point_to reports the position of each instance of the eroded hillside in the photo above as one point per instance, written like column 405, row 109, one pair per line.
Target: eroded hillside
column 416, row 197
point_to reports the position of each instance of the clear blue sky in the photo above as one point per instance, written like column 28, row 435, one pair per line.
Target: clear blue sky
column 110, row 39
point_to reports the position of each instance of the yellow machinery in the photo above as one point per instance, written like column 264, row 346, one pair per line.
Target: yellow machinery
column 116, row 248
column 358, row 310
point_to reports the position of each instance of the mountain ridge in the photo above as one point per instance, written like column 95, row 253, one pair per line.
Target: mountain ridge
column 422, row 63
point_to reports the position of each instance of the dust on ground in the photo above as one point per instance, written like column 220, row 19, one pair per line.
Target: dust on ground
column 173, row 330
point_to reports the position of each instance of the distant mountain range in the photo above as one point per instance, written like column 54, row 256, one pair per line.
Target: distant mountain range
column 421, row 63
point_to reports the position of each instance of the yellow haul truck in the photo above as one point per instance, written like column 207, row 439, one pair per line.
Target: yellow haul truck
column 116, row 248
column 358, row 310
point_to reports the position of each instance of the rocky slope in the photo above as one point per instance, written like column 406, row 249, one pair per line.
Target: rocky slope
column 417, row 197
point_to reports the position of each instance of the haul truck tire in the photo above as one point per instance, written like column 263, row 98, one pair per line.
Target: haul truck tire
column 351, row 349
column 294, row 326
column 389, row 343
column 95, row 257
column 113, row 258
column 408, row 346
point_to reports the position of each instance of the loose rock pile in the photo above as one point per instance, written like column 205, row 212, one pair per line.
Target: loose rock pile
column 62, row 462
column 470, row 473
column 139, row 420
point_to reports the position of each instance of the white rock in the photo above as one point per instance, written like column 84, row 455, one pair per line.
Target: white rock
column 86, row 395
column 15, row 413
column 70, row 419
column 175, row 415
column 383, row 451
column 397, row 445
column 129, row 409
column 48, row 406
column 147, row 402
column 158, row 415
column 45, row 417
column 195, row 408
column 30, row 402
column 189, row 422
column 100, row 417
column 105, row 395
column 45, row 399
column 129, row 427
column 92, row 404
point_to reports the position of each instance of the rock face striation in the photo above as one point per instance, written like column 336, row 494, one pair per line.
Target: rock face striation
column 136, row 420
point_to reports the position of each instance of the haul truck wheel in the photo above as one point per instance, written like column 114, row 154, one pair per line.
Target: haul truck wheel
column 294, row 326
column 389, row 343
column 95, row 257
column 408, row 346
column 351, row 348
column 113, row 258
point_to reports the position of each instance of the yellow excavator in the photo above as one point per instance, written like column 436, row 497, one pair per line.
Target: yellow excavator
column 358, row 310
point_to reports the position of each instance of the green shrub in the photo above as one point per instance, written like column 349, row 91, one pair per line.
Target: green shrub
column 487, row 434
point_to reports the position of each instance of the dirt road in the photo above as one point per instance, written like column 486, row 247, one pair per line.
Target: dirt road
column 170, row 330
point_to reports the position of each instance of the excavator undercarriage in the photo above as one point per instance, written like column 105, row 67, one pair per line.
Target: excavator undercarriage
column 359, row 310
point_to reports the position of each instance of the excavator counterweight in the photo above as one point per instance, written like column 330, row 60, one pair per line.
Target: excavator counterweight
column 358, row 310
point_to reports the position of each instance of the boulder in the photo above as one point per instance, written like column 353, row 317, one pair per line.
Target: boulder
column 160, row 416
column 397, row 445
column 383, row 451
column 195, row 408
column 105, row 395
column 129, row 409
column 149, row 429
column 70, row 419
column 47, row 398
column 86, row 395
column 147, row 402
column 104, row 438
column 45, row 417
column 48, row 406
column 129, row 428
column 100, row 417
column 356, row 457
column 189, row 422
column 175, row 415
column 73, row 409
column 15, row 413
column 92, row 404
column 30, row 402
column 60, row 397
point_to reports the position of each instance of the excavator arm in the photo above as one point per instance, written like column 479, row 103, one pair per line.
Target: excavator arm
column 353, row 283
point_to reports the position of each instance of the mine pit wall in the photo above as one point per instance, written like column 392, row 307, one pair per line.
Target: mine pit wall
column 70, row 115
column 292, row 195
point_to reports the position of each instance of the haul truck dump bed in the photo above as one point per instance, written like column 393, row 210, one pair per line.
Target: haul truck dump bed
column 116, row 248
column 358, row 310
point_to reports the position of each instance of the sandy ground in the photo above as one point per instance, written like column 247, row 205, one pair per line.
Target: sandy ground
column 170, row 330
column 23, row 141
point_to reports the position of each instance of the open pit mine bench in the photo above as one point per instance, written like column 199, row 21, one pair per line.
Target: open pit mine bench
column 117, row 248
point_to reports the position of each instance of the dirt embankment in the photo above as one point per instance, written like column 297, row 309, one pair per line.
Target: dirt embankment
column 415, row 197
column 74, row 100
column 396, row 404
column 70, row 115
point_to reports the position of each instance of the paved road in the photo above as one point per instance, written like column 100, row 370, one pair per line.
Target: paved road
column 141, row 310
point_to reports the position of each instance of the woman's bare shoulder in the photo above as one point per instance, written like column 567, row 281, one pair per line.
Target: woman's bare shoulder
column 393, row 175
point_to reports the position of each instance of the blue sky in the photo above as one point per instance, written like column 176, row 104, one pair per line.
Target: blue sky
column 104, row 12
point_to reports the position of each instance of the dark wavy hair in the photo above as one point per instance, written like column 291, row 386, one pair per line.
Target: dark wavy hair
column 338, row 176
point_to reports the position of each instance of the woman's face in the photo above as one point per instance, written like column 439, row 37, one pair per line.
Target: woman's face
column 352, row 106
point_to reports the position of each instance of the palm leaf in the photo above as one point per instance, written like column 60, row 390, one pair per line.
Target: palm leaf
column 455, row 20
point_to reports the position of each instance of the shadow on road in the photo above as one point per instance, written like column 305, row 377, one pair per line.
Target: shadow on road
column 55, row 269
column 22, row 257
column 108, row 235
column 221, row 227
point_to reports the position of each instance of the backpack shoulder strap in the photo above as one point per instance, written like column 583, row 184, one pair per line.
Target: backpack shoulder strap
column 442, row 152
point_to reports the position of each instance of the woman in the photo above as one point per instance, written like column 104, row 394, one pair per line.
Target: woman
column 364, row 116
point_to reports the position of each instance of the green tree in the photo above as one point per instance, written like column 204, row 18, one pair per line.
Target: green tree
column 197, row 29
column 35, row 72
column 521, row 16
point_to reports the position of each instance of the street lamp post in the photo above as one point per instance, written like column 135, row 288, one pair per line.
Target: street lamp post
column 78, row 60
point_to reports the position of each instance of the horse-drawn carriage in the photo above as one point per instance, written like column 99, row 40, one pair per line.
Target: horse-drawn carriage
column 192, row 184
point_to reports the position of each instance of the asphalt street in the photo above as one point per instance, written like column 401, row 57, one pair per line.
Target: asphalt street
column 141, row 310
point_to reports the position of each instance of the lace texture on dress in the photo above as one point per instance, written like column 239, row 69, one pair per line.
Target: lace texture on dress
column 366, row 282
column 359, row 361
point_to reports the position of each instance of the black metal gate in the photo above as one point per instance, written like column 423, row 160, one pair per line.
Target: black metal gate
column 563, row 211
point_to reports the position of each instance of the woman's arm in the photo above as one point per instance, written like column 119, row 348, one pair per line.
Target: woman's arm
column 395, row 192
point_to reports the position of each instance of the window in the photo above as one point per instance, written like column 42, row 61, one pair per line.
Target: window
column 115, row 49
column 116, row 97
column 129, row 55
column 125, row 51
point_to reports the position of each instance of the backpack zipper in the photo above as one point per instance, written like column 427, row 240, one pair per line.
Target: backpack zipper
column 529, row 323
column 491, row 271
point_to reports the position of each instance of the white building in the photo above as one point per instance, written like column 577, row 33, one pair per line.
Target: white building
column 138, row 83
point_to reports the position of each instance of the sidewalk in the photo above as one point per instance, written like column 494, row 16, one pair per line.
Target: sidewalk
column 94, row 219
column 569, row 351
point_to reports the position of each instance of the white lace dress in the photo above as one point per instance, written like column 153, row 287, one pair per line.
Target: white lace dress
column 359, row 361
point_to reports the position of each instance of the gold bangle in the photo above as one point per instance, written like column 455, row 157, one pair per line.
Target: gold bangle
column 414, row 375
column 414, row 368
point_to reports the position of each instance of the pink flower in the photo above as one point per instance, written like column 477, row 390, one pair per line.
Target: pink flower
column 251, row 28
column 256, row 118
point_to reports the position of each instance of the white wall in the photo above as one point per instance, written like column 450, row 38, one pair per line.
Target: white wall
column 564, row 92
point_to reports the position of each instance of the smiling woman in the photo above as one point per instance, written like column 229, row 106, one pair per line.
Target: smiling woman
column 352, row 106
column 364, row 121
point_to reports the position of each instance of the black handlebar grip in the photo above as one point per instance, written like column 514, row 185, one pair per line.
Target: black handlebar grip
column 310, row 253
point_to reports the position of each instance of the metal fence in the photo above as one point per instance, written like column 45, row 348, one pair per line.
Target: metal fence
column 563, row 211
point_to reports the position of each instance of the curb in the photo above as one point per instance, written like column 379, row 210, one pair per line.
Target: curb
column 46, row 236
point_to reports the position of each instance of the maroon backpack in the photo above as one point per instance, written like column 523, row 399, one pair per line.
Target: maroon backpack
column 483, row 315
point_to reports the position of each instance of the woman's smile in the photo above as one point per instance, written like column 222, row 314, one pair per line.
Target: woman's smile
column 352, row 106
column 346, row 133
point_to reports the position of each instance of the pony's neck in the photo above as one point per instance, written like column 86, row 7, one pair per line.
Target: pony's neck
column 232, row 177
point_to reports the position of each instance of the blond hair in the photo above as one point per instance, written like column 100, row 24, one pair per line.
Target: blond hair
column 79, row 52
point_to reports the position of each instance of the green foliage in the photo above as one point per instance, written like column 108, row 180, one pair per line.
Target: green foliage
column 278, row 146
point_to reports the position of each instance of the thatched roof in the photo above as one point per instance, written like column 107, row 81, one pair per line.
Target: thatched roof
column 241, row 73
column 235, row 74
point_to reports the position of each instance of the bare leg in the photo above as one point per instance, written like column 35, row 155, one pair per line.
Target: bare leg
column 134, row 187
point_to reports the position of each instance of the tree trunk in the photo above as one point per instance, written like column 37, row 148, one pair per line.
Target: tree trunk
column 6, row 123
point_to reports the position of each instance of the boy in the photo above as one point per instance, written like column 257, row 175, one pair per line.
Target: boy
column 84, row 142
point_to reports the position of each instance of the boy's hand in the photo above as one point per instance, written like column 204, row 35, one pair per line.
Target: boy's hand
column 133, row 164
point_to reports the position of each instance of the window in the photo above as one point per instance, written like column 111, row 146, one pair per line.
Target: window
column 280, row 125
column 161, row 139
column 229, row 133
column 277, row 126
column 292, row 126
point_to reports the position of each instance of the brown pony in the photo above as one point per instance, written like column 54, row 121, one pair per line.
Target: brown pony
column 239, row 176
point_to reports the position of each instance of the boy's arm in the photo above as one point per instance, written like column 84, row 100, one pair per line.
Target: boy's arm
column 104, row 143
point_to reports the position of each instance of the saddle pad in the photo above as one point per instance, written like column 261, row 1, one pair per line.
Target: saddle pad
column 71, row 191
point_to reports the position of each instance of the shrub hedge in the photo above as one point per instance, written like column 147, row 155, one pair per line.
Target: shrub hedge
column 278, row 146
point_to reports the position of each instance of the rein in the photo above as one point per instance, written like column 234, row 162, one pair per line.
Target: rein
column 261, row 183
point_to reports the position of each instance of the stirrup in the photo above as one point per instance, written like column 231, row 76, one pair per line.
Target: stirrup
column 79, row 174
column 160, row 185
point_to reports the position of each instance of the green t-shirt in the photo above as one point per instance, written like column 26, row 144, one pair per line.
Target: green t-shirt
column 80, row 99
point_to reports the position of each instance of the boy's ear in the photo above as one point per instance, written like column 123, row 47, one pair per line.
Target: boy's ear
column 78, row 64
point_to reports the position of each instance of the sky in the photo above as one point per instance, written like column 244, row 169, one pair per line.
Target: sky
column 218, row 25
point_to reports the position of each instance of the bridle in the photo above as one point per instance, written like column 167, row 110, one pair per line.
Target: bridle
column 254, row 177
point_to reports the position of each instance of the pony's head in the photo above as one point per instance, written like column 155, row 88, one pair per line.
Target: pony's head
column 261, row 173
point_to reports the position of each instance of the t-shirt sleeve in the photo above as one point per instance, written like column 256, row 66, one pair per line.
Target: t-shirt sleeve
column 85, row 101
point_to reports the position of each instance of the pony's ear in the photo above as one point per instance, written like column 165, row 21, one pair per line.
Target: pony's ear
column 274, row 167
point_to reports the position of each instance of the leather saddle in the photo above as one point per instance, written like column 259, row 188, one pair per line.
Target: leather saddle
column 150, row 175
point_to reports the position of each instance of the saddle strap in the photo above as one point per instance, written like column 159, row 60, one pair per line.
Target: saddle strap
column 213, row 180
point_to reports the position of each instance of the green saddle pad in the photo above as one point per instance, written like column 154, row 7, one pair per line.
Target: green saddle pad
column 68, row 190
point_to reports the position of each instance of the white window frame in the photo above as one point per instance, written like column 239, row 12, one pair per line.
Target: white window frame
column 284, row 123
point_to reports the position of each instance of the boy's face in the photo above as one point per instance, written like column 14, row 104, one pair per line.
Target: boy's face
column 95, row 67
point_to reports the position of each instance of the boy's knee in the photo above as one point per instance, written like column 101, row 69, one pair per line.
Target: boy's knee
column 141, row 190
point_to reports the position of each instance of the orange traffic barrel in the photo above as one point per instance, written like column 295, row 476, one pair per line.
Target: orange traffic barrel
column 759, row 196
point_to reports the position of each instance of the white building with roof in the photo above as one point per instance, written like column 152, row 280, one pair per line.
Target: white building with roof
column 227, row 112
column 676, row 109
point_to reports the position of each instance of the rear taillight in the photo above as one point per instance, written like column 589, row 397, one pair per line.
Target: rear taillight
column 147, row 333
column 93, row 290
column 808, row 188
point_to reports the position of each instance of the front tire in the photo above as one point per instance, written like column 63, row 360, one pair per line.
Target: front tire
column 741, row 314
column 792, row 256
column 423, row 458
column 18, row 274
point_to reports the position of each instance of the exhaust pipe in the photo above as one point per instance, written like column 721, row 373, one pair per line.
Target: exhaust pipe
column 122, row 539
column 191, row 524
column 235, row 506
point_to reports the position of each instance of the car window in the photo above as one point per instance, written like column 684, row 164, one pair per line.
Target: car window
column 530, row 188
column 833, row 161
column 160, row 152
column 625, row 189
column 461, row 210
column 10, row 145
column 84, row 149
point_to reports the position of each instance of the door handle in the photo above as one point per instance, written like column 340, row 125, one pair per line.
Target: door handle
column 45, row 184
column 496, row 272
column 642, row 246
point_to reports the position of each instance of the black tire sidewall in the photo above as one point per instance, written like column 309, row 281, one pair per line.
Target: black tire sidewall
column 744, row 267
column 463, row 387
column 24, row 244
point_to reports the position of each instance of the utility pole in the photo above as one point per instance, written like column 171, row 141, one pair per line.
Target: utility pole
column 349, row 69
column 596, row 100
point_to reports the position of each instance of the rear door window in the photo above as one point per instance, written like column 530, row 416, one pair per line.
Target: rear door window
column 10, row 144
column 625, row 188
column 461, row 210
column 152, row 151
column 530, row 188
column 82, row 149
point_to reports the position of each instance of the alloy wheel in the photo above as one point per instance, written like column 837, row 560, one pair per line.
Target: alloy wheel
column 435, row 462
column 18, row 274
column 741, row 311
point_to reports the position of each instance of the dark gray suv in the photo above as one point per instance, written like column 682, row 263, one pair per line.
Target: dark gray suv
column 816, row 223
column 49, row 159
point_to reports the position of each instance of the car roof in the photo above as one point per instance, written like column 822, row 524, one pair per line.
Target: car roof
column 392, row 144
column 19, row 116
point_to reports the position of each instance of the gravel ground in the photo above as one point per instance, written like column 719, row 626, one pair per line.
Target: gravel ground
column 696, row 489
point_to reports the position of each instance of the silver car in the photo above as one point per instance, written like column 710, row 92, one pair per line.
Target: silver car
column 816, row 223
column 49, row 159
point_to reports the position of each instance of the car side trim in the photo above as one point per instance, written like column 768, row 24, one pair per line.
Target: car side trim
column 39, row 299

···

**Instructions for the task**. Please copy the entries above word for word, starting at their first line and stopping after the line that contains "column 416, row 197".

**Answer below**.
point_to reports the position of each instance of the eroded hillside in the photo above as one point per instance, written like column 405, row 109, one pair per line.
Target: eroded hillside
column 416, row 197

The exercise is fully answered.